Decide whether each statement agrees with the article on Chinese goods in Arusha below, answering yes or no and quoting the deciding words from the article. 1. Charles sells plastic watches for 40 cents. 2. Arusha is Tanzania's largest city. 3. Mr. Abasi says buyers believe the Chinese products are good quality.

- _SELECTED PASSAGE_
═══

Is China the key to Africa’s development?

Young men sell a variety of products on the streets of Arusha

ARUSHA, Tanzania—Inside a dark shop opposite a frenetic bus station, transistor radios are stacked beneath newfangled LED flashlights and belts hang like snakes from the ceiling, their buckles emblazoned with the decidedly un-African word Guangzhou. Outside, in the equatorial sunshine, men who crowded inside the store become mobile versions of it, strapping to their backs 4-foot-wide square racks interlaced with watches, wallets, belts, and other items.

A lanky young vendor whom I’ll call Charles walks miles to the city’s outskirts shouldering a weighty rack of trinkets, hoping to unload it along the way. Charles, who asked that his real name not be used because it’s illegal to vend in the city center, hawks plastic watches for 40 cents and leather belts for $1.80, but his sales are consistent, and on a good day he takes home $45 in earnings. What is impressive about Charles’ operation is not only the low, low prices of the Chinese goods he sells but that he brings them to people in the slums who’ve never bought these things before.

“These new Chinese products help low-income people because they can’t afford the European or American stuff,” says Mr. Abasi, who owns the store that supplies Charles and other vendors. “People know these products are not good quality, but they buy them because they look expensive.”

While the United States and Europe still loom large here as cultural and economic icons, China is making inroads into Africa in rivulets. In this city, Tanzania’s second largest, the rivulets take the form of manufactured goods, construction projects like roads and cell-phone towers, and a smattering of Chinese restaurants. For a desperately poor country like Tanzania, this “South-South” trade with China has created massive new opportunities for accelerating economic development.

═══

- _AVAILABLE DATA_
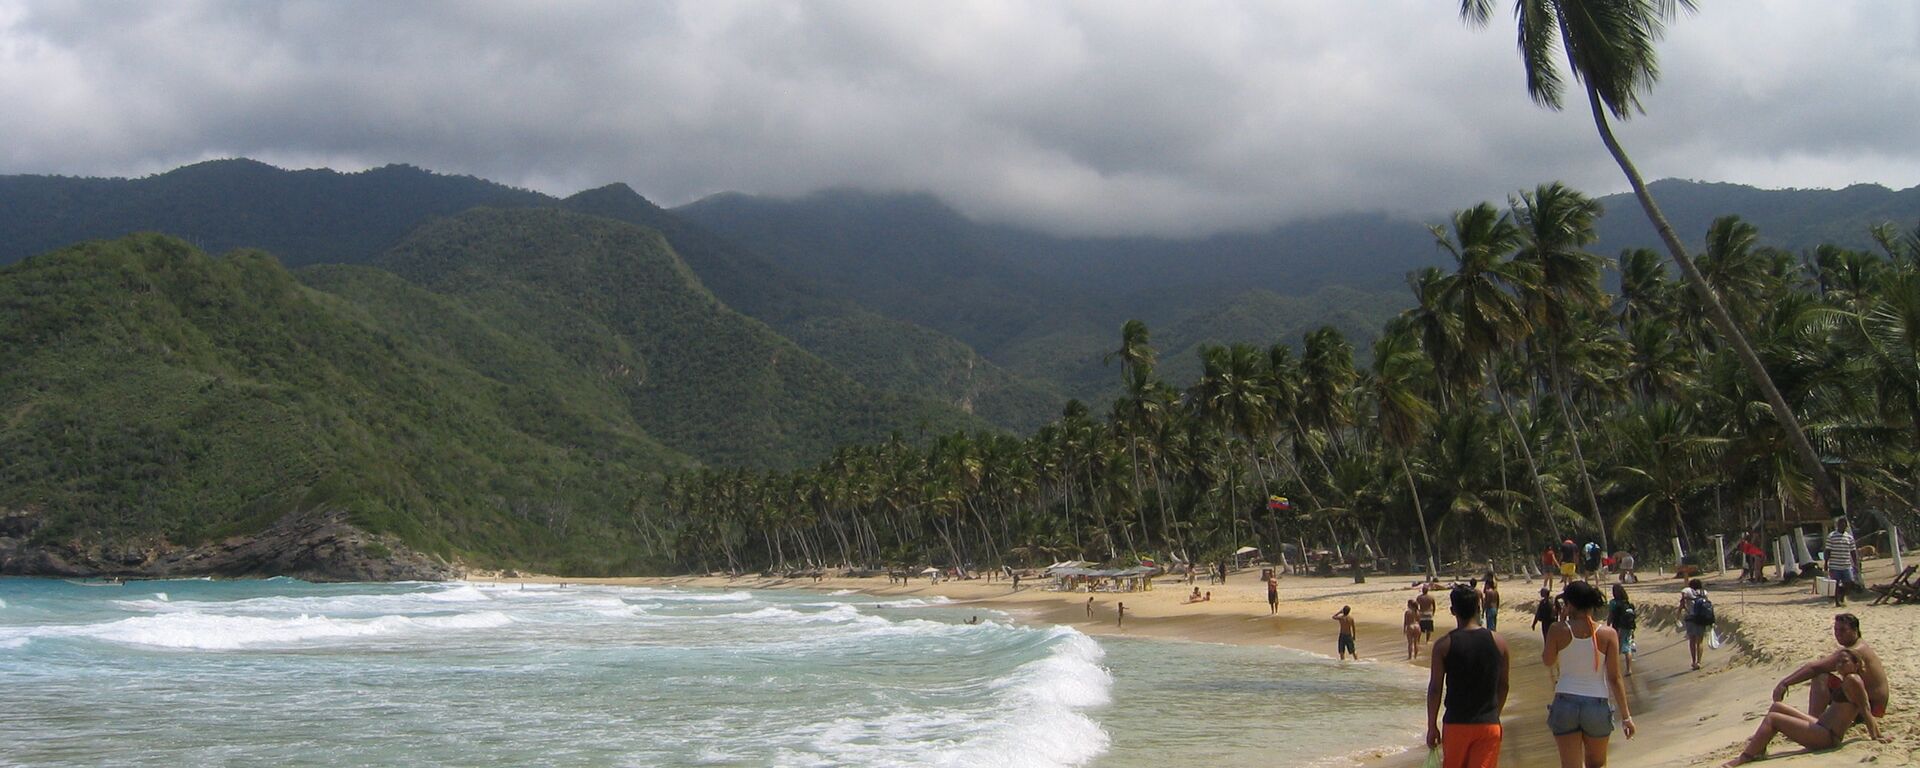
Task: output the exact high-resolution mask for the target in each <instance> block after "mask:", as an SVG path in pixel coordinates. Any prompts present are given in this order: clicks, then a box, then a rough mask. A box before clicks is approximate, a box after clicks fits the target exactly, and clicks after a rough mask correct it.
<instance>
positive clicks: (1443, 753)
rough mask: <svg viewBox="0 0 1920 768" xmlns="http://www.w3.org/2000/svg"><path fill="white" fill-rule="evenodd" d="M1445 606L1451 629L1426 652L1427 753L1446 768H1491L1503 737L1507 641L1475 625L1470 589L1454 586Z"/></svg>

═══

- _RESULT_
1. Yes: "hawks plastic watches for 40 cents"
2. No: "In this city, Tanzania’s second largest"
3. No: "People know these products are not good quality"